━━━ DATA PROVIDED

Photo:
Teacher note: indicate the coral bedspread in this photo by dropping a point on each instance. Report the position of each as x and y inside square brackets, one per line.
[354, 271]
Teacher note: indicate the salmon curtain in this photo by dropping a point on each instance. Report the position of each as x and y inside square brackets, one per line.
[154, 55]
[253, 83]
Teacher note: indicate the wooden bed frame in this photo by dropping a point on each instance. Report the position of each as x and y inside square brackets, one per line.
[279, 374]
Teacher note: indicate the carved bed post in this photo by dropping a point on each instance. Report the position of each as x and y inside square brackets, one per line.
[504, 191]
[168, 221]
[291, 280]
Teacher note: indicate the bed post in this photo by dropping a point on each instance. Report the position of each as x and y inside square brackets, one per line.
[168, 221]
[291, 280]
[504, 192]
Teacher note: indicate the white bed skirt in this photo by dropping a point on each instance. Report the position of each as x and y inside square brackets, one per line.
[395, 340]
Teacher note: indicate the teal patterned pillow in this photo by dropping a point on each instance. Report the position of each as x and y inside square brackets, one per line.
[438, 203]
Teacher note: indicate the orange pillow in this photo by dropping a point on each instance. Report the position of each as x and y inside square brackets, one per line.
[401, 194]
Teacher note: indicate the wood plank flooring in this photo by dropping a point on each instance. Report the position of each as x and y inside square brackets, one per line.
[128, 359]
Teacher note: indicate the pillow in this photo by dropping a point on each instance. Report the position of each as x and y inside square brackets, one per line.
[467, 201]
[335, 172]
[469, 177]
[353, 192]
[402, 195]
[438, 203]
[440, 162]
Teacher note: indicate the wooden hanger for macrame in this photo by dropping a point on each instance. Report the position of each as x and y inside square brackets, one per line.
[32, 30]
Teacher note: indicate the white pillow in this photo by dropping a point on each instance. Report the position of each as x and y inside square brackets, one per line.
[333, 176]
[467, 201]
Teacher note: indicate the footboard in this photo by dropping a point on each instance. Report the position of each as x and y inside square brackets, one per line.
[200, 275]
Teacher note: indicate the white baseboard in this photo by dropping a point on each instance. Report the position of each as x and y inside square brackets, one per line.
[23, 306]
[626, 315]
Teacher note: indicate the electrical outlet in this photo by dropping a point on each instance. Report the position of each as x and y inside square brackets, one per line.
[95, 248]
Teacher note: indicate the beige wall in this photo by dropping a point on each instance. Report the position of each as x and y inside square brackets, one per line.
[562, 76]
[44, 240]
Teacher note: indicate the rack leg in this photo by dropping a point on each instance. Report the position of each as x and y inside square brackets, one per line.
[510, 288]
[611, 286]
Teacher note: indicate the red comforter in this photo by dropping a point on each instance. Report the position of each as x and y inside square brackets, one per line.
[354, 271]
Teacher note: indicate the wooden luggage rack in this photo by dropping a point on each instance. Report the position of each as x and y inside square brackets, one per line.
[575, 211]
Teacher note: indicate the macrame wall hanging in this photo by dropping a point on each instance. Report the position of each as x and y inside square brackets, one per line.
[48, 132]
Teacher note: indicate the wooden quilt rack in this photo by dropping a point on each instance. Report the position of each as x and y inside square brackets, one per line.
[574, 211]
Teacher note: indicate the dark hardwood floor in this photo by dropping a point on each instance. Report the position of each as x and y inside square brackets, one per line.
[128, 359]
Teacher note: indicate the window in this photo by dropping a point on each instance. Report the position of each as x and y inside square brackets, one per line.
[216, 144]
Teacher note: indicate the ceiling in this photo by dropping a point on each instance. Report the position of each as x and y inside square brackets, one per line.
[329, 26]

━━━━━━

_TASK DETAILS:_
Word for word, write out the entries above again.

_TASK RESPONSE:_
Photo:
Teacher note: indicate the coral bedspread in this photo by dropping a point on each instance. Report the position of each as x and y inside square brackets, one per line.
[354, 271]
Teacher note: indicate the salmon curtain in this photo by dropping a point on each instance. Report the position of each as x and y inside square brackets, one per line.
[154, 55]
[253, 83]
Teacher note: indicate the wooden bed frame in this photo by dropping a point on each instance. Report the position of each as x and y inside square brackets, one per line.
[279, 374]
Teacher note: indicate the carved bed post in this photo by dropping a point on each instance. Report the position of each as x and y inside square brackets, one per line.
[504, 191]
[168, 221]
[291, 280]
Teacher note: indicate the bed post in this photo by dropping a point on each instance. Report the position of each as x and y inside square brackets, one per line.
[168, 221]
[291, 280]
[504, 192]
Teacher note: indicate the white bed skirt in this photo by dropping a point on each instance. Report the position of each as x and y inside square brackets, one per line.
[395, 340]
Teacher note: indicate the teal patterned pillow in this photo by dropping a point on each instance. Report the position of each as x and y inside square brackets, one per line.
[438, 203]
Teacher note: indicate the orange pillow in this photo by dropping a point on each instance. Report the position of each as x and y inside square brackets, one per line.
[401, 194]
Teacher note: indicate the wood plank flooring in this photo by dropping a point on each instance. Report the position of each as x and y inside square brackets, one per line.
[128, 359]
Teacher note: indicate the pillow in this photo by dropping a point on each instance. Report the position of each as x and y inside square brackets, one per line.
[467, 201]
[335, 172]
[469, 177]
[353, 192]
[402, 195]
[438, 203]
[440, 162]
Teacher note: indicate the wooden hanger for macrame in this photo by dropping a point on each instance. Report the position of each as x and y inside square brackets, one per line.
[32, 30]
Teacher note: indicate the white pillow in this photo by dropping a point on each instance. Report the position of each as x and y inside square brackets, one per line.
[333, 176]
[467, 201]
Teacher note: indicate the footboard in this photo by dropping a point on each instance. Report the position of each as x and y inside square brackets, one per line.
[200, 275]
Teacher note: indicate the white baseboard in this photo by dropping a point on each instance. Report the position of each as x and y inside square brackets, one per line.
[23, 306]
[626, 315]
Teacher note: indicate the electrical outlet in this photo by dropping a point on each instance. Report the position of each as x and y inside square brackets, one per line.
[95, 248]
Teacher note: indicate the beige wall in this photo by dropping a point on each instance. Report the position of each as x and y inside square brackets, one per line.
[562, 76]
[44, 240]
Teacher note: indicate the rack leg in this photo by dropping a point on each instance. Report the position of each as x and y inside square brackets, one per line.
[510, 288]
[611, 286]
Teacher note: indicate the red comforter in this photo by dropping a point on each instance. Report the position of each as x and y inside square brackets, one per line.
[354, 271]
Teacher note: indicate the wooden luggage rack in this photo by dropping a point on each instance. Report the position of each as x and y inside square brackets, one per line.
[575, 211]
Teacher note: indicate the macrame wall hanging in this photo by dropping a point on each instance. Report the position of each as x and y inside square brackets, one per line.
[48, 132]
Teacher note: indicate the wooden quilt rack in this photo by dropping a point on each instance. Report the position of each as x and y inside square brackets, one per line.
[574, 211]
Teacher note: indicate the dark hardwood floor in this photo by dropping a point on each instance. Report the position of each as x and y inside square brackets, one per line.
[128, 359]
Teacher note: indicate the window in this photo by dropping a point on each instance. Report the position of each as x and y inside square brackets, one per line.
[216, 144]
Teacher note: indicate the ceiling in this photo by dropping a point on each instance. Report the position of each as x and y inside square brackets, one per line.
[329, 26]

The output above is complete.